• [TEXT]
Segment Open

Does an assumption that people will spend 16 or 20 consecutive years in formal education…and the related assumption that this formal education will be the most important factor in their future success or lack of same…reduce the sense of individual agency? I think it probably does.

Also, this brings us to another factor that Grandallana did not mention, either because he didn’t see it as a problem or because he didn’t dare talk about it: the dominance of a hereditary aristocracy.  I think it’s pretty clear to historians now that one major reason for Spain’s naval failures was that people tended to be placed in command positions because of their titles and bloodlines, rather than their demonstrated competence.

We don’t have a formal aristocracy in the US, of course; indeed, the Constitution explicitly prohibits any such thing.  But while educational credentialism was initially sold as a form of meritocracy, and indeed did initially lead to some progress in that direction, it has devolved in too many cases to a form of aristocracy light, where obtaining the most ‘elite’ credential is largely a matter of conducting your early life in a manner of which admissions officers approve–including demonstrating the ‘right’ social attitudes–and, often, of having the right family and connections, rather than a matter of true performance-related merit.

More than 50 years ago, Peter Drucker wrote that a major advantage America had over Europe is that access to key roles in society was not controlled by a admission to a small number of ‘elite’ universities.

The Harvard Law School might like to be a Grande Ecole and to claim for its graduates a preferential position. But American society has never been willing to accept this claim…

American society today is much closer to accepting that and similar claims than it was when Drucker wrote the above in 1969, and I think this has something to do with the dysfunctionality of many of our institutions.

For discussion: How far are we down the road to the kind of environment that Grandallana described? What are the causes, and what are the potential paths for reversal?

Segment Closed

According to the text on educational credentialism, in what year did Peter Drucker write the passage about Harvard Law School?

Point-per-instance localization data:
Segment Open

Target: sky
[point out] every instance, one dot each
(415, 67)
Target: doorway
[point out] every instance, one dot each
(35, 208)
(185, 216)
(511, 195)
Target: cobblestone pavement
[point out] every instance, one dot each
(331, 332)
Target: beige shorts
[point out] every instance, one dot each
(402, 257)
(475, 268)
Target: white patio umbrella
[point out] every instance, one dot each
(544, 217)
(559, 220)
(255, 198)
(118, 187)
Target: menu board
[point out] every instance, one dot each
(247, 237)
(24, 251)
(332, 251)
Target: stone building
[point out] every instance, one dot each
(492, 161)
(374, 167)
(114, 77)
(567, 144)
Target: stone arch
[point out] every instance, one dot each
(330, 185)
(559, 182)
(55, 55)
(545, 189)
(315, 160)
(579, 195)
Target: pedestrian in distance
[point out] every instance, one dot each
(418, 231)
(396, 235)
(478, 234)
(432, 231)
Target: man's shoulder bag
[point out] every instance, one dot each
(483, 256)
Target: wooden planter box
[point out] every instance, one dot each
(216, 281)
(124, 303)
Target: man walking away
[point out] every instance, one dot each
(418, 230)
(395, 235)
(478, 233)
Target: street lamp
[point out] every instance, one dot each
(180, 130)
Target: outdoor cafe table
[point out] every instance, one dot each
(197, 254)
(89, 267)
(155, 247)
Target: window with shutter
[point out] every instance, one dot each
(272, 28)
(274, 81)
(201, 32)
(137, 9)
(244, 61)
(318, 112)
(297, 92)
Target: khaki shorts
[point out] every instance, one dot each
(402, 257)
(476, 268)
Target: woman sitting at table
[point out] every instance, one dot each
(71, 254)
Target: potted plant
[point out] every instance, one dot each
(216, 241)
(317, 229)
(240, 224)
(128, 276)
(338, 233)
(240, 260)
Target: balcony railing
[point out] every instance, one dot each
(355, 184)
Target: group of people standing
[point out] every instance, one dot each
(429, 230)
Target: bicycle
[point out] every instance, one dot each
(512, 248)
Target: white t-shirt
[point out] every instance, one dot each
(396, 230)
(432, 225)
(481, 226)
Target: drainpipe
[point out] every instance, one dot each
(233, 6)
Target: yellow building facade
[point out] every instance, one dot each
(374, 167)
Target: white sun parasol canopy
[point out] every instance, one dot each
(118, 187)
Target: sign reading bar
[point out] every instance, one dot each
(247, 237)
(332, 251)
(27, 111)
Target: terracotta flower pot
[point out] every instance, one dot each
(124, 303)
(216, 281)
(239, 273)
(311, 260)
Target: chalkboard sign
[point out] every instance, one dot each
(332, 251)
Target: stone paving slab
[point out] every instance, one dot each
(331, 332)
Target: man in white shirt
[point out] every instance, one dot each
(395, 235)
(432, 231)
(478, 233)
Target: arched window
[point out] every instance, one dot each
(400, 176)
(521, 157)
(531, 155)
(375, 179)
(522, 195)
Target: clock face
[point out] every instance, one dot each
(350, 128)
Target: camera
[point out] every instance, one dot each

Segment Closed

• [YOUR SOLUTION] 1969